» GIVEN REQUEST: Write out the lines below verbatim, from the line containing "Each instance of the garage" up to and including the line containing "Each instance of the white".

______

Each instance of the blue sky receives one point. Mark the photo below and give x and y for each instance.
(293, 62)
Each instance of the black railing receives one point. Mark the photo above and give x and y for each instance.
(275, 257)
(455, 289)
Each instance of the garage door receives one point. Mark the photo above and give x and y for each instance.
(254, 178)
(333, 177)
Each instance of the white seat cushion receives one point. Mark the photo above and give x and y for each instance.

______

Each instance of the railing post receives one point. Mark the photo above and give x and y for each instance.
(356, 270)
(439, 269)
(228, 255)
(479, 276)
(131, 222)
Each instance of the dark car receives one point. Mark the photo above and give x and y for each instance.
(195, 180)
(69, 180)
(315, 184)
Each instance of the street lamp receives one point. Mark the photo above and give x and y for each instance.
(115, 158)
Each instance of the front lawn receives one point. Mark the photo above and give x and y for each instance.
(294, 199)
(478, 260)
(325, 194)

______

» PROBLEM SOLUTION:
Each instance of the garage door receives one point. Mark the photo above and give x and y for each instance.
(254, 178)
(333, 177)
Each instance of the white seat cushion receives one point. Mark the photo above and give x and y for each instance.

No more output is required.